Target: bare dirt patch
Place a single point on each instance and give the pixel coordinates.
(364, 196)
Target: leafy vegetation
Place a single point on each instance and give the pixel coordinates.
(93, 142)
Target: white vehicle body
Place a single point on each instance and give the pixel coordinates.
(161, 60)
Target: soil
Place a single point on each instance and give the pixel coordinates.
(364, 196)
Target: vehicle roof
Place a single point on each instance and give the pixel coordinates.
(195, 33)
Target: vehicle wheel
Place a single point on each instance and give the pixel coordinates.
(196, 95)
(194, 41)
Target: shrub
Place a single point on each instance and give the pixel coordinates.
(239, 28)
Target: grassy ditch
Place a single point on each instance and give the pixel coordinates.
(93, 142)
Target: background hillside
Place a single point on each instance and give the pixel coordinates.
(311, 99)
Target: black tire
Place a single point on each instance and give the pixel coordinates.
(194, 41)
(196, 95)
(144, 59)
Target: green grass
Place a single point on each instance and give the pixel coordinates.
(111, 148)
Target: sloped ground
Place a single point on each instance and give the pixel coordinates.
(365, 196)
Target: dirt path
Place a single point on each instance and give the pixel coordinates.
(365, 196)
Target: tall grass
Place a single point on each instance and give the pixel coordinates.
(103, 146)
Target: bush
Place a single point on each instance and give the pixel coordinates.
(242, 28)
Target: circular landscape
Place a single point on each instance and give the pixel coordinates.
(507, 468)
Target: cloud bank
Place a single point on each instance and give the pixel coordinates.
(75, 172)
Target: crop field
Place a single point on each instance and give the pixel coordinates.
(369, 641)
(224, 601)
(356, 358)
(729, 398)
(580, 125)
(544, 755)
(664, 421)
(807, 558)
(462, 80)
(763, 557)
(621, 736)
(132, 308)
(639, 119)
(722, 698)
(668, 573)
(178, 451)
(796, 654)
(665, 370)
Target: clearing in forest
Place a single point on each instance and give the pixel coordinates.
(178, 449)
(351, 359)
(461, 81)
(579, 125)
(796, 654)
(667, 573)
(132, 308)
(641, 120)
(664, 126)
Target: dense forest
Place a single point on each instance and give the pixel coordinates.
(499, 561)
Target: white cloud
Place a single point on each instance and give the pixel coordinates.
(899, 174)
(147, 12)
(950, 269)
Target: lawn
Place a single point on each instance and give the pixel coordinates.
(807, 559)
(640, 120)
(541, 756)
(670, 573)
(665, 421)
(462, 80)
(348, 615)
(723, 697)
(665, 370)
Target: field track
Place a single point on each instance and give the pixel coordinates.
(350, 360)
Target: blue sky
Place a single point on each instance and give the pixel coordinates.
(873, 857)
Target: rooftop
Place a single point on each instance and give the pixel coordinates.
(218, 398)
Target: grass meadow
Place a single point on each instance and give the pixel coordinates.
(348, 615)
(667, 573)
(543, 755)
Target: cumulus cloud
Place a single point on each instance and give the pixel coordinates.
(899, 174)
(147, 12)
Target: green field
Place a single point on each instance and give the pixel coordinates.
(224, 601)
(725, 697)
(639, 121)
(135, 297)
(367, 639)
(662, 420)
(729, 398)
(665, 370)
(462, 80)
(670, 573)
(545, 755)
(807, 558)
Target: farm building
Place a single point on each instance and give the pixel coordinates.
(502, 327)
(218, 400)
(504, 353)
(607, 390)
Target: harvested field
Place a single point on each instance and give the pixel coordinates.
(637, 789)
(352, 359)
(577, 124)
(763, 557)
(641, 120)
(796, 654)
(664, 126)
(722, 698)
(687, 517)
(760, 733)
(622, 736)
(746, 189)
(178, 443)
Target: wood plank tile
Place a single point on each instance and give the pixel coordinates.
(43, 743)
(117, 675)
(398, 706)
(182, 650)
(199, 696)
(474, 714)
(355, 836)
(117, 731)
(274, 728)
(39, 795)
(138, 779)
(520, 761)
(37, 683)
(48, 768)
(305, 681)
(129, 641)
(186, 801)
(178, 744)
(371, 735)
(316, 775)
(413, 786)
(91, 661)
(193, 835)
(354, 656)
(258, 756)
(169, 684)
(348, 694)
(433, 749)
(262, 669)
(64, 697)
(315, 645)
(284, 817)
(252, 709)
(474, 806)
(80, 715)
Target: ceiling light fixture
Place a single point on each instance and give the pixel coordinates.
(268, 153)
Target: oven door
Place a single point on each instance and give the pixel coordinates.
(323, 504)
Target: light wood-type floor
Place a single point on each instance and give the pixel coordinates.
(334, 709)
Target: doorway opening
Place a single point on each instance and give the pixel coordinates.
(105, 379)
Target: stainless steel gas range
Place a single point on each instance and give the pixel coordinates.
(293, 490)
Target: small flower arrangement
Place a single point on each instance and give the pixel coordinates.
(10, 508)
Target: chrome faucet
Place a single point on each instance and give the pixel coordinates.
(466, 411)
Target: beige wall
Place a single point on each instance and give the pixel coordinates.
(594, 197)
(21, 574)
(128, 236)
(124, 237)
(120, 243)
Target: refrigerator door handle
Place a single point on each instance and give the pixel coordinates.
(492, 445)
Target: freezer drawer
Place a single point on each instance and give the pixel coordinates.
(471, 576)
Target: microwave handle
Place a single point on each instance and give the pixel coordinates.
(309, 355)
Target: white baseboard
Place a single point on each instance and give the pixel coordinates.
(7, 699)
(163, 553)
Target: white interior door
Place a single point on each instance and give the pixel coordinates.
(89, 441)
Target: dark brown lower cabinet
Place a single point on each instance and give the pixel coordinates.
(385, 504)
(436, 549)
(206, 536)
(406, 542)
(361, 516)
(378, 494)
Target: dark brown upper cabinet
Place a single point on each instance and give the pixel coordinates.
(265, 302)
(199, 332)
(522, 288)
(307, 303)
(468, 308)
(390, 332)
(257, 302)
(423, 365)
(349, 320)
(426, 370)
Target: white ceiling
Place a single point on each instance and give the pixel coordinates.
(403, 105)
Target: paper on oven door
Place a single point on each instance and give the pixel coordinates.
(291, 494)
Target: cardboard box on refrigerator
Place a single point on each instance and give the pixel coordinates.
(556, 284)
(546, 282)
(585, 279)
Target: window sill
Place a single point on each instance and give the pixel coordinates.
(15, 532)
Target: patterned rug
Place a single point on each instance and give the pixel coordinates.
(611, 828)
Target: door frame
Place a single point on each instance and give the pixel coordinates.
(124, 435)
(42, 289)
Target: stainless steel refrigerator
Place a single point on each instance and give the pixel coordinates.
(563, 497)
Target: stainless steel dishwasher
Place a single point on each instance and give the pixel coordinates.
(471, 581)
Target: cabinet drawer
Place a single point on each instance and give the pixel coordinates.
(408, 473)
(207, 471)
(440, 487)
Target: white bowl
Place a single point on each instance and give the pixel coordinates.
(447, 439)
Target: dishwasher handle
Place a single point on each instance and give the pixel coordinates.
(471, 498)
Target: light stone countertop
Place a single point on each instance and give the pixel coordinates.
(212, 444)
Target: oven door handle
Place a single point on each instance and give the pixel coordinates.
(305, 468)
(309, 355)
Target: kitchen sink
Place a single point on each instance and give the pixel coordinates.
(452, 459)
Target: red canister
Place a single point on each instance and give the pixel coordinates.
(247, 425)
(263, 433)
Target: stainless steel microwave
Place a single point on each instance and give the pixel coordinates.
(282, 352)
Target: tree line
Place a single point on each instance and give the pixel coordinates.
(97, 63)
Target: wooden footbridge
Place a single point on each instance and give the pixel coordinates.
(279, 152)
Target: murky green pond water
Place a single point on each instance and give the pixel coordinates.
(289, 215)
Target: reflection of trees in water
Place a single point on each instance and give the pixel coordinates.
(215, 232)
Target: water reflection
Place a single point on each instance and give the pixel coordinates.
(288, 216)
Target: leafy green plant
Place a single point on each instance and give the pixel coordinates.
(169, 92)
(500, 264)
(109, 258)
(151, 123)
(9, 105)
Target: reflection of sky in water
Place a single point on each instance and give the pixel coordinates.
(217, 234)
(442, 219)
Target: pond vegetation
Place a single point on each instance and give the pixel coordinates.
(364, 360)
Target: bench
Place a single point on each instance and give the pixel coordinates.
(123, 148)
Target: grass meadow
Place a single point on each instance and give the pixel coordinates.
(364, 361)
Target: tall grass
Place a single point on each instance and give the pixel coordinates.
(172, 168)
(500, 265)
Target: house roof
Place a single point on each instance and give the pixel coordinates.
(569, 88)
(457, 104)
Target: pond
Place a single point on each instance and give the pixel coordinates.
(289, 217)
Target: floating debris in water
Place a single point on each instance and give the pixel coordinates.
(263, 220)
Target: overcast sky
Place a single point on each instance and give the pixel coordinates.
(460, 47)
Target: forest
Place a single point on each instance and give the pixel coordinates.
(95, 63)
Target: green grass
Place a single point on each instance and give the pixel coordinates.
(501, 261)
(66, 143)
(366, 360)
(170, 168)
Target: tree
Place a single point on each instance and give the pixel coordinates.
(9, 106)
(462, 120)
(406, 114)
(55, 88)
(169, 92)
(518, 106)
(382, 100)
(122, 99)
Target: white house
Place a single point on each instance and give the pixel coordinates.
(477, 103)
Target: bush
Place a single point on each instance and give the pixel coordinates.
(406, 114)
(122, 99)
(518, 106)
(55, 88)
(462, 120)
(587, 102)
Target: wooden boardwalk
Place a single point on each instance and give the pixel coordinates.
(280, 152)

# Task goal:
What are the lines from the one with "Target: forest" through the last line of the records above? Quote them exactly and add nothing.

# Response:
Target: forest
Place a single point on each instance and give the pixel coordinates.
(95, 63)
Target: green grass
Place a single point on each instance and give the pixel coordinates.
(501, 261)
(66, 143)
(366, 360)
(170, 168)
Target: tree
Place a single point on each instance and give the pixel coordinates.
(9, 106)
(462, 120)
(406, 114)
(55, 88)
(169, 92)
(518, 106)
(382, 100)
(122, 99)
Target: white house
Place a single point on each instance and give the pixel coordinates.
(477, 103)
Target: bush
Place a single point on each instance and give the pixel coordinates.
(406, 114)
(122, 99)
(518, 106)
(55, 88)
(462, 120)
(587, 102)
Target: wooden boardwalk
Place a single point on each instance and give the pixel coordinates.
(280, 152)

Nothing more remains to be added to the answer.